◆ **Records shown**
================

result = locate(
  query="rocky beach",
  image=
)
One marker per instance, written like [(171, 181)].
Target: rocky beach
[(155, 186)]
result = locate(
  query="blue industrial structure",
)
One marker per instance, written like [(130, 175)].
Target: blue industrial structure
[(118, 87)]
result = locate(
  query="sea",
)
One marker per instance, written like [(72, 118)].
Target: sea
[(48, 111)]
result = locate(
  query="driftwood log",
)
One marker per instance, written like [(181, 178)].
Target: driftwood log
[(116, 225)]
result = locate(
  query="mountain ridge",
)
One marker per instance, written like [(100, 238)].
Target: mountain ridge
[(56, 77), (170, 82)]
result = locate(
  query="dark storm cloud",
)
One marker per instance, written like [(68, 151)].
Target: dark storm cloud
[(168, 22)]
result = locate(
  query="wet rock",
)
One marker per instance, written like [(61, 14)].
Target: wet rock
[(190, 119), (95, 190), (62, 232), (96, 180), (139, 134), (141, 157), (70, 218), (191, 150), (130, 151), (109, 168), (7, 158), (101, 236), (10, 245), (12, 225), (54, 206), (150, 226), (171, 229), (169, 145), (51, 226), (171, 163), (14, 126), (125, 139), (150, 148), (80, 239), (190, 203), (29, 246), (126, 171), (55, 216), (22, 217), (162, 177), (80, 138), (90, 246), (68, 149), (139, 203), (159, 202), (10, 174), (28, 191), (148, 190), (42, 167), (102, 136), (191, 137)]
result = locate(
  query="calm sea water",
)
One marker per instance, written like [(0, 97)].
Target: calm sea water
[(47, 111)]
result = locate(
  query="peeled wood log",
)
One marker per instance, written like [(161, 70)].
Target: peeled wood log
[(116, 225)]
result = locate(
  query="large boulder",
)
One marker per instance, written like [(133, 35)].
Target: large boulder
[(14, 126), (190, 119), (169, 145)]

================

◆ **Problem statement**
Please gather every line of the data above that contains the word "instance". Case counts.

◆ **Written response**
One marker per instance, written like [(171, 181)].
One marker per instance, written like [(130, 175)].
One marker per instance, written like [(72, 118)].
One marker per instance, written like [(181, 178)].
One marker per instance, written like [(100, 238)].
One marker per instance, written like [(68, 151)].
One marker per instance, written like [(61, 14)].
One marker per instance, written like [(0, 97)].
One marker per instance, written like [(161, 70)].
One marker per instance, written like [(133, 35)].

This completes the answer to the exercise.